··· Dataset

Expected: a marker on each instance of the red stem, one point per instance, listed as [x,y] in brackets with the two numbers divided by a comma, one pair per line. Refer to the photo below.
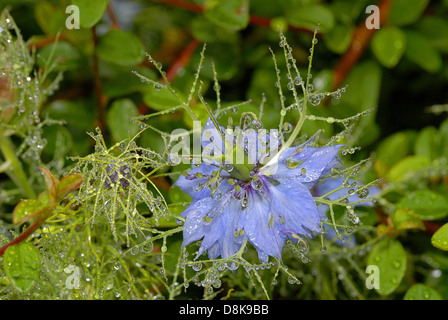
[182,60]
[33,227]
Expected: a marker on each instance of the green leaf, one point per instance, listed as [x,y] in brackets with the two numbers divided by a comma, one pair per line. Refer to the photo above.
[391,151]
[426,204]
[390,258]
[388,45]
[68,184]
[403,12]
[160,99]
[310,16]
[435,30]
[121,48]
[405,218]
[427,143]
[422,292]
[51,18]
[440,238]
[27,209]
[230,14]
[90,12]
[338,39]
[420,51]
[21,263]
[407,167]
[119,119]
[64,54]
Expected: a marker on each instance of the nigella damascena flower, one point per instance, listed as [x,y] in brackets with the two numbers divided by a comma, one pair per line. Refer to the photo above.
[263,202]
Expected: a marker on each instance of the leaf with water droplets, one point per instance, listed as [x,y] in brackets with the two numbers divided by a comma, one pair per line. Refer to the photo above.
[388,45]
[440,238]
[390,258]
[21,263]
[68,184]
[90,11]
[421,292]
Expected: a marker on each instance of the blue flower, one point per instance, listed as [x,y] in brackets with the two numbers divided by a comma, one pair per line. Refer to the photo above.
[355,198]
[260,201]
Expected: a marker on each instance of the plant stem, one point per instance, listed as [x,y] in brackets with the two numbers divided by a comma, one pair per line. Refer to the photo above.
[19,177]
[33,227]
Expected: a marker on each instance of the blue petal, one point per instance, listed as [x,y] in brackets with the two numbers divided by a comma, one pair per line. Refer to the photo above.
[303,164]
[222,231]
[292,201]
[215,222]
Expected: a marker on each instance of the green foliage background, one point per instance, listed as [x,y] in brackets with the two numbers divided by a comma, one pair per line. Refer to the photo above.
[402,73]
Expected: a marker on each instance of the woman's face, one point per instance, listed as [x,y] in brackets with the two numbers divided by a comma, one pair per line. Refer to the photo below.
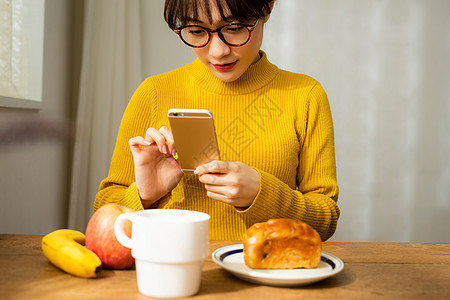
[225,62]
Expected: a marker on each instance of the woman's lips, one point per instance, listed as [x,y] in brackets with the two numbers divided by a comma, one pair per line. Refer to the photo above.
[224,67]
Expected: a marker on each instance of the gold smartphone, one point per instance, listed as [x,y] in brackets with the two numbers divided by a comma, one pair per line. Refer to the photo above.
[195,137]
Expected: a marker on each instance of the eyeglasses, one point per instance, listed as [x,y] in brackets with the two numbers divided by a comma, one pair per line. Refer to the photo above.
[234,34]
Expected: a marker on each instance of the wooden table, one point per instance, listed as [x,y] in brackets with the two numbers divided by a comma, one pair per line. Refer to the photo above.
[372,270]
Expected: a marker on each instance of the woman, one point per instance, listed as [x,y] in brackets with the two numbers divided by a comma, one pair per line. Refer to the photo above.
[274,127]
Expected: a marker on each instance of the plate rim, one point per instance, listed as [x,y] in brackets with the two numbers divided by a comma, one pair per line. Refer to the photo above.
[254,274]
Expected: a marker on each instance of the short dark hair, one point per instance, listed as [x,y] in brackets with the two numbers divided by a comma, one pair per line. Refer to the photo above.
[179,12]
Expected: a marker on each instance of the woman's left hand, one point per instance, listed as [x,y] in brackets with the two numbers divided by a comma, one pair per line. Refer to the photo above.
[231,182]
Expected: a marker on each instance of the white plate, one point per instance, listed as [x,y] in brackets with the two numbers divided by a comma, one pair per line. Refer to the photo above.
[231,258]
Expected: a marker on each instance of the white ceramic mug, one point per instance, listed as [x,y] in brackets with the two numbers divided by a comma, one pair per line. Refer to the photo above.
[169,247]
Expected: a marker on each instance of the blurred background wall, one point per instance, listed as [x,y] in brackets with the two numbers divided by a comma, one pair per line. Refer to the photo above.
[385,66]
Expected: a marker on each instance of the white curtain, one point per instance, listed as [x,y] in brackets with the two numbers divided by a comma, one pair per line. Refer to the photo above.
[110,71]
[386,68]
[13,49]
[384,64]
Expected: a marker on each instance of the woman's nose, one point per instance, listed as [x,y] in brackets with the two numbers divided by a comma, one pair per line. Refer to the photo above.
[217,48]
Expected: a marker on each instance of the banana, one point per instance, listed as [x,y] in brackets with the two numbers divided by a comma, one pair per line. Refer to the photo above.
[65,249]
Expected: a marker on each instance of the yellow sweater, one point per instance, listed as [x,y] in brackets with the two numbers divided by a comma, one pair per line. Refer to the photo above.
[275,121]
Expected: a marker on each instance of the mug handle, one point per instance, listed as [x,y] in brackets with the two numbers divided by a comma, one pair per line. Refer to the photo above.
[120,233]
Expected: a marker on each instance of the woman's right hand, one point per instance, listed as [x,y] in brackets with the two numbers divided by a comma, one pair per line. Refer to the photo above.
[157,172]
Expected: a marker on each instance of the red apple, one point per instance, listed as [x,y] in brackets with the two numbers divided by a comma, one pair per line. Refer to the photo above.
[101,239]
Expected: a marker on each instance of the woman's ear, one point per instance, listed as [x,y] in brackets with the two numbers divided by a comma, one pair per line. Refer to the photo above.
[271,3]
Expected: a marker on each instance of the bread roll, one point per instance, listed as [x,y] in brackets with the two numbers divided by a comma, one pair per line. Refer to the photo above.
[282,244]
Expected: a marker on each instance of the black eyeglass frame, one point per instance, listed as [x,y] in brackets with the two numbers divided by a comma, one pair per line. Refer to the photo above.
[250,28]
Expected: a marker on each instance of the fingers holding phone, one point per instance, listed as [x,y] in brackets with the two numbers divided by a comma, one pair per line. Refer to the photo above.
[233,183]
[157,172]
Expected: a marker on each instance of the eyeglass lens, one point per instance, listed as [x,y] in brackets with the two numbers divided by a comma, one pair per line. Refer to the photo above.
[233,35]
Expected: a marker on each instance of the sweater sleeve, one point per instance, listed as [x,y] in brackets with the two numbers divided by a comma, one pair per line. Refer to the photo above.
[120,186]
[314,200]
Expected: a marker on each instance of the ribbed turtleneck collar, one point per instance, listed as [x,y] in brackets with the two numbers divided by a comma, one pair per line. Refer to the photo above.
[257,76]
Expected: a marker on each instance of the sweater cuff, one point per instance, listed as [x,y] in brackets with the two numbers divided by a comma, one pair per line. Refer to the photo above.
[264,206]
[132,198]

······

▶ **Task**: Without including any pictures, reproduce the listing exactly.

▶ **The completed task**:
Expected: a marker on each instance of the red stem, one point per instance, listed as [x,y] in brackets with the two numbers divided by a comma, one pair per line. Refer to the photo below.
[182,60]
[33,227]
Expected: a marker on each instance of the green leaf, one point per instance, listed as [x,y] in brackets with the two numbers divided by a comma, one pair per line. Refer to the photo above.
[391,151]
[426,204]
[390,258]
[388,45]
[68,184]
[403,12]
[160,99]
[310,16]
[435,30]
[121,48]
[405,218]
[427,143]
[422,292]
[51,18]
[440,238]
[27,209]
[230,14]
[90,12]
[338,39]
[420,51]
[21,263]
[407,167]
[119,119]
[64,54]
Expected: a marker on each instance of the nigella damascena flower, one point per instance, listed as [x,y] in brackets with the two numbers divided by a comma, one pair per line. Refer to the photo above.
[263,202]
Expected: a marker on each instance of the leaf with water droplets, one point per instance, listed as [x,y] in brackets with the two numbers divided by a comma, one pair per line. Refer to the photo above.
[388,45]
[440,238]
[390,258]
[21,263]
[68,184]
[90,11]
[421,292]
Expected: a marker on each instance of the blue flower, one point per instance, listed as [x,y] in brackets with the two numbers divided by a comma, one pair per line. Refer to the photo above.
[355,198]
[260,201]
Expected: a marker on each instance of the plant stem, one point per instance, listed as [x,y] in brackets with the two numbers divided by a comma, one pair per line. Refer to the photo above.
[19,177]
[33,227]
Expected: a marker on each instance of the blue petal, one point per instance, listed as [x,y] in brackets with the two numbers divided by a comma, one pair per line. Refer to the photo above.
[303,164]
[222,231]
[292,201]
[215,222]
Expected: a marker on each instance of the green foliage background, one point per instance, listed as [x,y] in brackets with the two numbers divided by a comma, one pair per line. Refer to the photo above.
[402,73]
Expected: a marker on each instance of the woman's face, one point per instance, listed as [x,y] in brackets with the two numbers divided by a comma, one pair per line. Refer to the photo below.
[225,62]
Expected: a marker on each instance of the woman's lips, one point per instance, listed as [x,y] in brackets with the two numbers divided by a comma, one pair per line. Refer to the photo above.
[224,67]
Expected: a marker on each instance of the gold smartphone, one point per instance, listed as [x,y] in brackets with the two numbers divided by a comma, one pair per line. Refer to the photo above.
[195,137]
Expected: a marker on each instance of the eyeglasses, one point per instance, listed as [x,y] in brackets with the two numbers divided by a comma, one pair per line. Refer to the photo above.
[234,34]
Expected: a marker on each instance of the wooden table, one point per instance, listed as [x,y] in brackets with the two numbers divided by a comma, one pair per line. Refer to the photo above.
[372,270]
Expected: a marker on each instance of the woman, one point per instance, listed as [x,y] in brackets with the two numbers divided by a comma, one pair per line. Refer to the photo above.
[274,127]
Expected: a marker on each instance of the plate rim, one point per instance, listed as [x,y] in brackets with the two numbers divided by a comma, one pair per line. Refer to the photo above.
[254,274]
Expected: a marker on each instance of the short dark hair, one point per instance, listed as [x,y] in brackets with the two numbers divided by a comma, one pair per line. Refer to the photo above.
[179,12]
Expected: a marker on each instance of the woman's left hand, one point per instance, listed as [x,y] in brackets with the two numbers divided by a comma, one pair per line. Refer to the photo above.
[231,182]
Expected: a marker on each instance of the white plate, one point per instance, listed as [x,y] in brackets with the two numbers divided by a comma, one pair per line. Refer to the photo above.
[231,258]
Expected: a marker on each instance of the white ceramic mug, one point per instance, listed as [x,y] in brackets with the two numbers divided by a comma, one pair per line. Refer to the photo above.
[169,247]
Expected: a marker on each instance of the blurred background wall, one point per instance, listed as [x,y] in brackets with the two numbers divided by a comma, one pair per line. Refer to the photo above.
[385,66]
Expected: a marker on each instance of the white curtain, one point per instance, listed as [x,y] in brackets with the two numbers divided by a comma, one pair per line. Refer to the photo above.
[110,71]
[386,68]
[13,49]
[384,64]
Expected: a marker on each instance of the woman's nose, one point per instance, listed as [x,y] in brackets with the two numbers divided by a comma, one pair per line. Refer to the photo above.
[217,48]
Expected: a marker on each instance of the banana, one point per instance, listed as [x,y] in brackets with the two numbers divided by a comma, one pair per line. Refer to the photo above.
[65,249]
Expected: a marker on each instance of the yellow sweater, one point per instance, listed as [x,y] in brackets with the two numbers divided by a comma, one pair per line. Refer to the photo above.
[275,121]
Expected: a marker on each instance of the mug handle, one point per instance, listed as [x,y] in brackets with the two numbers divided by a comma, one pair per line. Refer to the photo above.
[120,233]
Expected: a marker on each instance of the woman's right hand, one point per instance, listed as [x,y] in brackets with the two numbers divided by a comma, one pair per line. Refer to the photo above.
[157,172]
Expected: a marker on each instance of the red apple, one point per instance, listed as [x,y] in brackets with the two numbers divided by a comma, one pair per line. Refer to the photo above.
[101,239]
Expected: a marker on each instance of the woman's ear, one point per instance, listed as [x,y] in brackets with the two numbers divided by a comma, one pair per line. Refer to the photo above.
[271,3]
Expected: a marker on each instance of the bread roll, one point per instance, listed as [x,y] in brackets with the two numbers divided by a comma, one pair per line. Refer to the photo above.
[282,244]
Expected: a marker on each instance of the black eyeglass frame, one point per instance, listed as [x,y] in brackets with the two numbers divided by a comma, one pair per line. Refer to the photo above.
[250,28]
Expected: a marker on each instance of the fingers holding phone, one point per instance, listed as [x,y] in brackets with the two numbers divided by a comma, one pair per line. Refer to the photo above.
[233,183]
[157,172]
Expected: a marker on each instance of the eyeglass lens, one point per instance, listed as [x,y] in brackets with the two numbers divided by a comma, one pair per line. Refer to the photo above.
[233,35]
Expected: a marker on each instance of the sweater sleeve, one point per instance, listed as [x,y] in brackets with the two numbers divided by a comma, one pair per line. Refer to the photo above.
[120,186]
[314,200]
Expected: a marker on each instance of the ribbed turtleneck collar, one point per instance, listed as [x,y] in brackets with the two numbers divided by a comma, one pair per line. Refer to the photo above.
[257,76]
Expected: a marker on each instance of the sweater cuff, one point per instance, listed as [x,y] in brackets with the two numbers divided by a comma, one pair per line. Refer to the photo above.
[264,206]
[132,198]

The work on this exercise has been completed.